What the exercise asks> These records are to be written out exactly as they read, minus the pictures.

*** Data under study

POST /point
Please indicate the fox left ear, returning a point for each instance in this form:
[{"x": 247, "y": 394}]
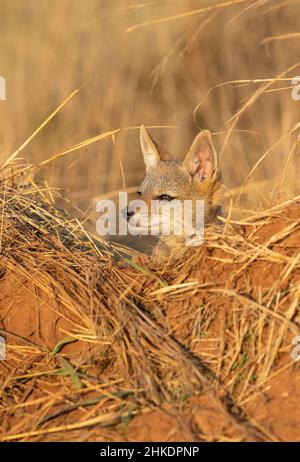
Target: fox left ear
[{"x": 201, "y": 160}]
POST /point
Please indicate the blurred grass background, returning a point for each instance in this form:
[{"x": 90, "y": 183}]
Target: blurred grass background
[{"x": 152, "y": 62}]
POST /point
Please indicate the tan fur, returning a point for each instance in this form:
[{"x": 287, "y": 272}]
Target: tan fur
[{"x": 197, "y": 177}]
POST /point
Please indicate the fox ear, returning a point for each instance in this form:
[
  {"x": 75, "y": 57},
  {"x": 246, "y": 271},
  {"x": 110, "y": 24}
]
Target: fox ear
[
  {"x": 149, "y": 149},
  {"x": 201, "y": 160}
]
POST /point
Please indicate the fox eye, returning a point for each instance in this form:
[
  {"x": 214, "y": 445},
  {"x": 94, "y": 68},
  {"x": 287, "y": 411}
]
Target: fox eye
[{"x": 165, "y": 197}]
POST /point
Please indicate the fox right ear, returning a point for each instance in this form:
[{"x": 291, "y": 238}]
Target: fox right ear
[
  {"x": 149, "y": 149},
  {"x": 201, "y": 160}
]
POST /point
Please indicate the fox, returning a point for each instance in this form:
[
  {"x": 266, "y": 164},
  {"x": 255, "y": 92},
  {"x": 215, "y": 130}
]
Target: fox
[{"x": 196, "y": 178}]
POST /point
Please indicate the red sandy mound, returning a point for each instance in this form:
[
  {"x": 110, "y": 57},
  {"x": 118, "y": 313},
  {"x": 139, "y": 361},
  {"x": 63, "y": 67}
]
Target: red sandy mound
[{"x": 199, "y": 350}]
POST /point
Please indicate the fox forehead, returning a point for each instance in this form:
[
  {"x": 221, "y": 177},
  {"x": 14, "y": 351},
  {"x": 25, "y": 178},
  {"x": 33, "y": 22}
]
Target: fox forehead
[{"x": 167, "y": 178}]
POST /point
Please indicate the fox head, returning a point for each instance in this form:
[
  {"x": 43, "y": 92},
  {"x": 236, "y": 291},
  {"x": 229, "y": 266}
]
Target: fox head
[{"x": 168, "y": 181}]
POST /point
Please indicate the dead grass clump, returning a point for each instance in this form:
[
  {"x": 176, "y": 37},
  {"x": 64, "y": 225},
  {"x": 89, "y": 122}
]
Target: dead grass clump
[{"x": 94, "y": 343}]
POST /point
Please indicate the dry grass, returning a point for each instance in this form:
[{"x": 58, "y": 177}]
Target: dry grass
[
  {"x": 217, "y": 326},
  {"x": 99, "y": 346}
]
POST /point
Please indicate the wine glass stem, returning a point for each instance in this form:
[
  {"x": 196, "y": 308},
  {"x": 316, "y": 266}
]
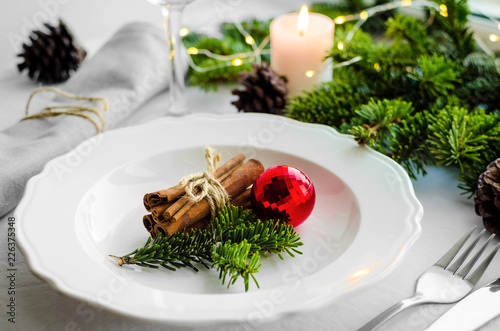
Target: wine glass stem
[{"x": 172, "y": 15}]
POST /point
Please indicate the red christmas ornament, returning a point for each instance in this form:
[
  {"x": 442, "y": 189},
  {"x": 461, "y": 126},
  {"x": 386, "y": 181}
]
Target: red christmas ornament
[{"x": 285, "y": 193}]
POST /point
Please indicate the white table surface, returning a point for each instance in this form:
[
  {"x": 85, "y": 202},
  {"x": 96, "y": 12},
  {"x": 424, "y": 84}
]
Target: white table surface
[{"x": 448, "y": 214}]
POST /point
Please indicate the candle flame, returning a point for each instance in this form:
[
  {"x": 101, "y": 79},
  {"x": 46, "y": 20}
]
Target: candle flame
[{"x": 303, "y": 20}]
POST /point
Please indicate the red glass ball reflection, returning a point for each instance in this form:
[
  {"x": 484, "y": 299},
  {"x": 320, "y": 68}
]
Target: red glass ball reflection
[{"x": 283, "y": 192}]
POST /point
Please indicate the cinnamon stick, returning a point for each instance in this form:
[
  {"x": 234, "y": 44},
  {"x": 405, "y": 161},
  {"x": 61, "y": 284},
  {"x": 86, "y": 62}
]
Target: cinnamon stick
[
  {"x": 148, "y": 222},
  {"x": 157, "y": 212},
  {"x": 162, "y": 197},
  {"x": 242, "y": 200},
  {"x": 236, "y": 183},
  {"x": 220, "y": 174}
]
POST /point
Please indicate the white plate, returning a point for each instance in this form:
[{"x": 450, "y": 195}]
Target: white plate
[{"x": 88, "y": 204}]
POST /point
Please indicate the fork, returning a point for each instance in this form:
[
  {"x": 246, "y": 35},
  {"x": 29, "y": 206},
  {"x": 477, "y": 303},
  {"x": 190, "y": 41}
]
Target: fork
[{"x": 443, "y": 283}]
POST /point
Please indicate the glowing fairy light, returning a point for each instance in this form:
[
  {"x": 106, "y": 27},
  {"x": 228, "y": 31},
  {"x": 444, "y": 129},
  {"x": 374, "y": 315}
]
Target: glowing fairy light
[
  {"x": 183, "y": 32},
  {"x": 340, "y": 19},
  {"x": 192, "y": 50},
  {"x": 249, "y": 40},
  {"x": 237, "y": 62}
]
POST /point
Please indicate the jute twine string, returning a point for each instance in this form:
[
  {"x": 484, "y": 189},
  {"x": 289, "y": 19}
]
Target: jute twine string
[
  {"x": 80, "y": 111},
  {"x": 209, "y": 187}
]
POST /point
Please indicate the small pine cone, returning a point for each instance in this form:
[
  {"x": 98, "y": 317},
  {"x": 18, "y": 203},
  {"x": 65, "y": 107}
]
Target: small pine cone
[
  {"x": 487, "y": 197},
  {"x": 53, "y": 55},
  {"x": 265, "y": 91}
]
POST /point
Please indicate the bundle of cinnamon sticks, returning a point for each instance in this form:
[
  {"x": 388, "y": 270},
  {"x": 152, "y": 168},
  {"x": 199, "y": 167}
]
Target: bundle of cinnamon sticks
[{"x": 172, "y": 211}]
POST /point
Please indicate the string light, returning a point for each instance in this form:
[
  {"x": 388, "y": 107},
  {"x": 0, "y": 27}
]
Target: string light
[
  {"x": 192, "y": 50},
  {"x": 310, "y": 73},
  {"x": 237, "y": 62},
  {"x": 249, "y": 40},
  {"x": 443, "y": 10},
  {"x": 257, "y": 51},
  {"x": 340, "y": 19}
]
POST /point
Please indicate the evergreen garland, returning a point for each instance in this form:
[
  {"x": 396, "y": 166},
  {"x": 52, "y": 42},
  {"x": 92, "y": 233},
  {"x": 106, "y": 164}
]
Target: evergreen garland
[
  {"x": 233, "y": 245},
  {"x": 422, "y": 94}
]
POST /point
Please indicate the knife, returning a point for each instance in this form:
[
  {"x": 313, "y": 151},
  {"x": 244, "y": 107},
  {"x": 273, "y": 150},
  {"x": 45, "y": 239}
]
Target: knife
[{"x": 473, "y": 311}]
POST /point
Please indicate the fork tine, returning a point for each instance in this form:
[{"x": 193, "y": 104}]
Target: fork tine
[
  {"x": 448, "y": 257},
  {"x": 476, "y": 275},
  {"x": 466, "y": 269},
  {"x": 460, "y": 260}
]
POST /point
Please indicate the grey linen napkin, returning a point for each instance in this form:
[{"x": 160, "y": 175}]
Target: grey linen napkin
[{"x": 130, "y": 68}]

******

Answer space>
POST /point
Please indicate the fox left ear, returning a point for each instance in this form:
[{"x": 247, "y": 394}]
Target: fox left ear
[{"x": 201, "y": 160}]
POST /point
Please indicate the blurred grass background, returning a point for each instance in this form:
[{"x": 90, "y": 183}]
Target: blurred grass background
[{"x": 152, "y": 62}]
POST /point
Please indicate the tan fur, returning a point for each instance in this form:
[{"x": 287, "y": 272}]
Target: tan fur
[{"x": 197, "y": 177}]
POST /point
Please indicate the fox ear, returning a point for each instance in this form:
[
  {"x": 75, "y": 57},
  {"x": 246, "y": 271},
  {"x": 110, "y": 24}
]
Target: fox ear
[
  {"x": 149, "y": 149},
  {"x": 201, "y": 160}
]
POST /point
Please indicate the fox eye, returning a point for each instance in this form:
[
  {"x": 214, "y": 445},
  {"x": 94, "y": 68},
  {"x": 287, "y": 411}
]
Target: fox eye
[{"x": 165, "y": 197}]
POST /point
Please indicate the fox right ear, returning a point for each instance in this form:
[{"x": 291, "y": 238}]
Target: fox right ear
[
  {"x": 149, "y": 149},
  {"x": 201, "y": 160}
]
POST /point
Please indicate the fox, returning a point for each instance in this form:
[
  {"x": 266, "y": 164},
  {"x": 255, "y": 92},
  {"x": 215, "y": 130}
]
Target: fox
[{"x": 196, "y": 178}]
POST /point
Please indicate the red sandy mound, returning a point for each instance in this form:
[
  {"x": 110, "y": 57},
  {"x": 118, "y": 313},
  {"x": 139, "y": 361},
  {"x": 63, "y": 67}
]
Target: red sandy mound
[{"x": 199, "y": 350}]
POST /point
Please indicate the fox forehead, returning a point for each instance in this form:
[
  {"x": 221, "y": 177},
  {"x": 14, "y": 351},
  {"x": 25, "y": 178},
  {"x": 33, "y": 22}
]
Target: fox forehead
[{"x": 167, "y": 178}]
POST /point
Please indicate the fox head, returning a point for each instance in this form:
[
  {"x": 43, "y": 92},
  {"x": 236, "y": 291},
  {"x": 229, "y": 266}
]
Target: fox head
[{"x": 168, "y": 181}]
POST /point
Please indicate the dead grass clump, returning a point for each instance in this form:
[
  {"x": 176, "y": 37},
  {"x": 64, "y": 225},
  {"x": 89, "y": 122}
]
Target: dead grass clump
[{"x": 94, "y": 343}]
POST /point
Please indicate the dry grass, returning a point for each instance in this form:
[{"x": 58, "y": 177}]
Target: dry grass
[
  {"x": 217, "y": 326},
  {"x": 99, "y": 346}
]
POST /point
Please indicate the wine glass stem, returning a point for each instance in this form:
[
  {"x": 196, "y": 308},
  {"x": 316, "y": 266}
]
Target: wine glass stem
[{"x": 172, "y": 15}]
POST /point
Please indicate the red christmas ornament, returning a point for each instance in this form:
[
  {"x": 442, "y": 189},
  {"x": 461, "y": 126},
  {"x": 386, "y": 181}
]
Target: red christmas ornament
[{"x": 285, "y": 193}]
POST /point
Please indicate the white table surface, returning a point for each instance in this form:
[
  {"x": 85, "y": 202},
  {"x": 96, "y": 12},
  {"x": 424, "y": 84}
]
Target: white table surface
[{"x": 448, "y": 214}]
POST /point
Please indicate the candle flame, returning a point for each instance in this form:
[
  {"x": 101, "y": 79},
  {"x": 46, "y": 20}
]
Target: candle flame
[{"x": 303, "y": 20}]
POST /point
Please indicate the red glass ball reflection, returning a point for each instance in this form:
[
  {"x": 484, "y": 299},
  {"x": 320, "y": 68}
]
Target: red glass ball reflection
[{"x": 283, "y": 192}]
POST /point
Please indicate the cinnamon stick, returning a point for each instance in this form:
[
  {"x": 234, "y": 44},
  {"x": 405, "y": 161},
  {"x": 61, "y": 284},
  {"x": 86, "y": 62}
]
Target: cinnamon stick
[
  {"x": 148, "y": 222},
  {"x": 157, "y": 212},
  {"x": 162, "y": 197},
  {"x": 242, "y": 200},
  {"x": 236, "y": 183},
  {"x": 220, "y": 174}
]
POST /point
Please indicate the white plate, returning a point for each instance in this form:
[{"x": 450, "y": 195}]
Target: white plate
[{"x": 88, "y": 204}]
POST /point
Please indicate the fork, returning a point for each instance in this form:
[
  {"x": 246, "y": 35},
  {"x": 29, "y": 206},
  {"x": 477, "y": 303},
  {"x": 190, "y": 41}
]
Target: fork
[{"x": 443, "y": 283}]
POST /point
Please indicate the glowing fairy light, returning a point for each instance in this form:
[
  {"x": 106, "y": 27},
  {"x": 228, "y": 31},
  {"x": 444, "y": 129},
  {"x": 374, "y": 315}
]
Target: glowing fairy light
[
  {"x": 183, "y": 32},
  {"x": 340, "y": 19},
  {"x": 192, "y": 50},
  {"x": 249, "y": 40},
  {"x": 237, "y": 62}
]
POST /point
Please indicate the jute twine string, returning a point for each instance in this form:
[
  {"x": 484, "y": 189},
  {"x": 289, "y": 19}
]
Target: jute twine string
[
  {"x": 80, "y": 111},
  {"x": 209, "y": 187}
]
POST /point
Please indicate the small pine cone, returning a point for each instance in this form:
[
  {"x": 98, "y": 317},
  {"x": 18, "y": 203},
  {"x": 65, "y": 107}
]
Target: small pine cone
[
  {"x": 487, "y": 197},
  {"x": 53, "y": 55},
  {"x": 265, "y": 91}
]
POST /point
Please indicate the bundle of cinnamon sticks, returning a point for each instance in this form:
[
  {"x": 388, "y": 270},
  {"x": 152, "y": 168},
  {"x": 199, "y": 167}
]
Target: bundle of cinnamon sticks
[{"x": 172, "y": 211}]
POST /point
Please indicate the string light, returning a point for each instance in this form:
[
  {"x": 388, "y": 107},
  {"x": 0, "y": 27}
]
Target: string light
[
  {"x": 192, "y": 50},
  {"x": 310, "y": 73},
  {"x": 237, "y": 62},
  {"x": 249, "y": 40},
  {"x": 443, "y": 10},
  {"x": 257, "y": 51},
  {"x": 340, "y": 19}
]
POST /point
Please indicate the evergreen garland, returning a point for each instance in this form:
[
  {"x": 396, "y": 166},
  {"x": 52, "y": 42},
  {"x": 92, "y": 233},
  {"x": 106, "y": 164}
]
Target: evergreen garland
[
  {"x": 233, "y": 245},
  {"x": 422, "y": 94}
]
POST /point
Please indicate the knife, returning a point for each instance in this form:
[
  {"x": 313, "y": 151},
  {"x": 244, "y": 107},
  {"x": 273, "y": 150},
  {"x": 45, "y": 239}
]
Target: knife
[{"x": 473, "y": 311}]
POST /point
Please indicate the fork tine, returning a point for each instance in this form:
[{"x": 193, "y": 104}]
Target: fork tine
[
  {"x": 448, "y": 257},
  {"x": 476, "y": 275},
  {"x": 466, "y": 269},
  {"x": 460, "y": 260}
]
POST /point
Please indicate the grey linen napkin, returning a point for each instance in this form:
[{"x": 160, "y": 175}]
Target: grey linen napkin
[{"x": 130, "y": 68}]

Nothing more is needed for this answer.